• [THE TASK]:
Please gather every line below that contains the word "necklace", treating uppercase and lowercase as different.
<<<<
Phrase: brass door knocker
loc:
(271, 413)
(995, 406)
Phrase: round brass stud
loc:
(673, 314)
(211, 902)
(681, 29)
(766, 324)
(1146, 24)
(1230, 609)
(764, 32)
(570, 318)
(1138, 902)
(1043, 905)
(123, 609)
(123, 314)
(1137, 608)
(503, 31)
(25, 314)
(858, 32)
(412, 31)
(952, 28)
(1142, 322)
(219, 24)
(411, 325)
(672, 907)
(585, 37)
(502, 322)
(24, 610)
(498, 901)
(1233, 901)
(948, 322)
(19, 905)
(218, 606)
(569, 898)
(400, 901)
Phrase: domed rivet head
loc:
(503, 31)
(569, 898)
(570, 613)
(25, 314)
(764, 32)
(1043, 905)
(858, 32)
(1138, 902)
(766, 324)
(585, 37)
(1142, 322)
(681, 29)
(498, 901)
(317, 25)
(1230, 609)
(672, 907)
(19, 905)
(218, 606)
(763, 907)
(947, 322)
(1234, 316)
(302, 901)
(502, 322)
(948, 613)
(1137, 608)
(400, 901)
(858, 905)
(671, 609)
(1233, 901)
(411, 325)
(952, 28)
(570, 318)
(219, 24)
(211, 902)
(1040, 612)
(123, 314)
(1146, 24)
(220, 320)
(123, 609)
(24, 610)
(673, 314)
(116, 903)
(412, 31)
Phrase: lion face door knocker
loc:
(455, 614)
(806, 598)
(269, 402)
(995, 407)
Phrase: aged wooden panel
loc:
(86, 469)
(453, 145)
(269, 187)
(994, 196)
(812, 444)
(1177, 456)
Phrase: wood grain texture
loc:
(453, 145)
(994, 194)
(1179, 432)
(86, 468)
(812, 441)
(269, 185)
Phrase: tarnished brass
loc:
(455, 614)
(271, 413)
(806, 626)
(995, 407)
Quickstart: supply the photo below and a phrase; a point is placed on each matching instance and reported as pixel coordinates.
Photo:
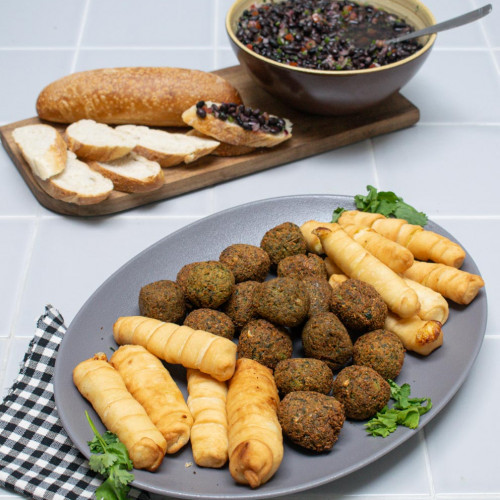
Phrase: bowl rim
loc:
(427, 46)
>>>>
<<<<
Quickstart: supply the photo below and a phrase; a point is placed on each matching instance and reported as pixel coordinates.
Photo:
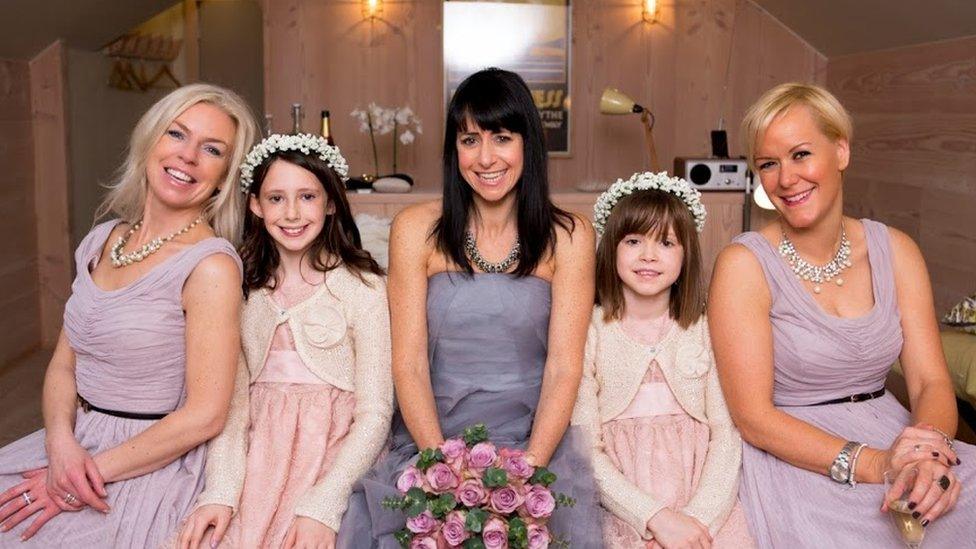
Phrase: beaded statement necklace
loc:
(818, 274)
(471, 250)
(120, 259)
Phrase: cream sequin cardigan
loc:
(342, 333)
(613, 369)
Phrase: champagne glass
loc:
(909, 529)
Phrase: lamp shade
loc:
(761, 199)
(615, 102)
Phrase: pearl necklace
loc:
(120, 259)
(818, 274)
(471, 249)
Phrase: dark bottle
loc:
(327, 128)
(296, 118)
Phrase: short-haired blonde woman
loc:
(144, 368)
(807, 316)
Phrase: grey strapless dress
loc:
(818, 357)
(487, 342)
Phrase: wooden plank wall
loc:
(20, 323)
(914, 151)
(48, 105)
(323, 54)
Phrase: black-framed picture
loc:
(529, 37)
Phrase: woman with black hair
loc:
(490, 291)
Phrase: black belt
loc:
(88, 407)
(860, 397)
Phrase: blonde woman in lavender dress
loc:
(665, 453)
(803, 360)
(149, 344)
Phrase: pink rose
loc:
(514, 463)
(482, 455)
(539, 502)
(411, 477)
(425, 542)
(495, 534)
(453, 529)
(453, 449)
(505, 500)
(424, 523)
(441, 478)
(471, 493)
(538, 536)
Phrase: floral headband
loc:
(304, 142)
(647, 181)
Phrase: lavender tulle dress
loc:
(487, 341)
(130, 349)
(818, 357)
>>>>
• [EXPECTED ANSWER]:
Phrase: beaded statement necklace
Phrase: pearl necklace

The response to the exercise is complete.